Task data>
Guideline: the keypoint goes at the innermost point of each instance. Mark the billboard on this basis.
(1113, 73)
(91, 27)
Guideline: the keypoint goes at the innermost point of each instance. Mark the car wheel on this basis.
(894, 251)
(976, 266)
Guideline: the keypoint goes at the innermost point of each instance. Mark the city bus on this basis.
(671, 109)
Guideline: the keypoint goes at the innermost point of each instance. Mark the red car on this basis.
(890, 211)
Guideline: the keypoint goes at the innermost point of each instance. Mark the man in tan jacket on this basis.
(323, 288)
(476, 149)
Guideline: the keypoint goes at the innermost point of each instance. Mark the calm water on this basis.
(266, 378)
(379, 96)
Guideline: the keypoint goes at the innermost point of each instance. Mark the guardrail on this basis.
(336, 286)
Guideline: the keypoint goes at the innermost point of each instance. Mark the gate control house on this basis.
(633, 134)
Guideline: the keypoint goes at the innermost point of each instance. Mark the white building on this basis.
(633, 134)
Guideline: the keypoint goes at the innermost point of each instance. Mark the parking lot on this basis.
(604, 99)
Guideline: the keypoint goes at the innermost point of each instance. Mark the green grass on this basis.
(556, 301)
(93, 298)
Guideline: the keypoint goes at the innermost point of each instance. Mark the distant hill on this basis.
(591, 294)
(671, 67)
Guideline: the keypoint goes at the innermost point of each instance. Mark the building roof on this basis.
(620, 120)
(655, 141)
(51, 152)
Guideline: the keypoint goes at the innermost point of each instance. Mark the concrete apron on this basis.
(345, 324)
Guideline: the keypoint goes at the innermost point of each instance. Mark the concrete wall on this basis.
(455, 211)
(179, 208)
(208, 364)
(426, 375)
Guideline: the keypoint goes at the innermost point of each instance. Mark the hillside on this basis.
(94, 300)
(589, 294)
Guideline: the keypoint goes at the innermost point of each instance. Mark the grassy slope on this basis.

Your objective> Copy all of the records above word for word.

Full solution>
Guideline: the keypoint goes at the innermost point of each instance. Mark the billboard on this basis.
(1113, 73)
(91, 27)
Guideline: the keypoint goes at the innermost point of each instance. Mark the car wheel on this basis.
(894, 251)
(976, 266)
Guideline: the keypoint goes at the innermost point of each instance. Mark the city bus on this basis.
(671, 109)
Guideline: the keypoint goes at the innermost point of each instance. Mark the red car on this basis.
(890, 211)
Guideline: the keypoint goes at the innermost point of each instance. Mark the man in tan jacket on this basis.
(323, 288)
(476, 149)
Guideline: the keypoint goes at the innermost point of each instance. Mark the calm water on this basis.
(266, 378)
(379, 96)
Guideline: the keypoint goes at the innermost point of each instance. Mark the guardrail on this basis.
(336, 286)
Guideline: the keypoint goes at the innermost point of each instance. Mark the gate control house on this basis.
(633, 134)
Guideline: the keypoint goes at the innermost point of each instance. Mark the white building on this basis.
(633, 134)
Guideline: the keypoint goes at the innermost point of each instance. Mark the parking lot on this basis.
(604, 99)
Guideline: the keypoint goes at the innermost point of each instance. Mark the green grass on this basis.
(556, 301)
(93, 298)
Guideline: the keypoint goes at the innermost point of each instance. Mark the distant hill on this basis.
(591, 294)
(671, 67)
Guideline: the keypoint goes at the innermost point of each instance. Mark the building roof on this basis.
(620, 120)
(655, 141)
(51, 152)
Guideline: the keypoint goes at the innermost point of each instance. Mark the concrete apron on this basis.
(345, 324)
Guideline: the keypoint goes at the innermost point of each instance. Mark the concrete wall on this basis.
(455, 211)
(179, 208)
(208, 364)
(426, 375)
Guideline: the keypoint goes at the innermost point of each instance. Mark the hillside on this basis.
(94, 300)
(589, 294)
Guideline: the keypoint goes at the innermost point of each instance. Mark the grassy slope on this basis.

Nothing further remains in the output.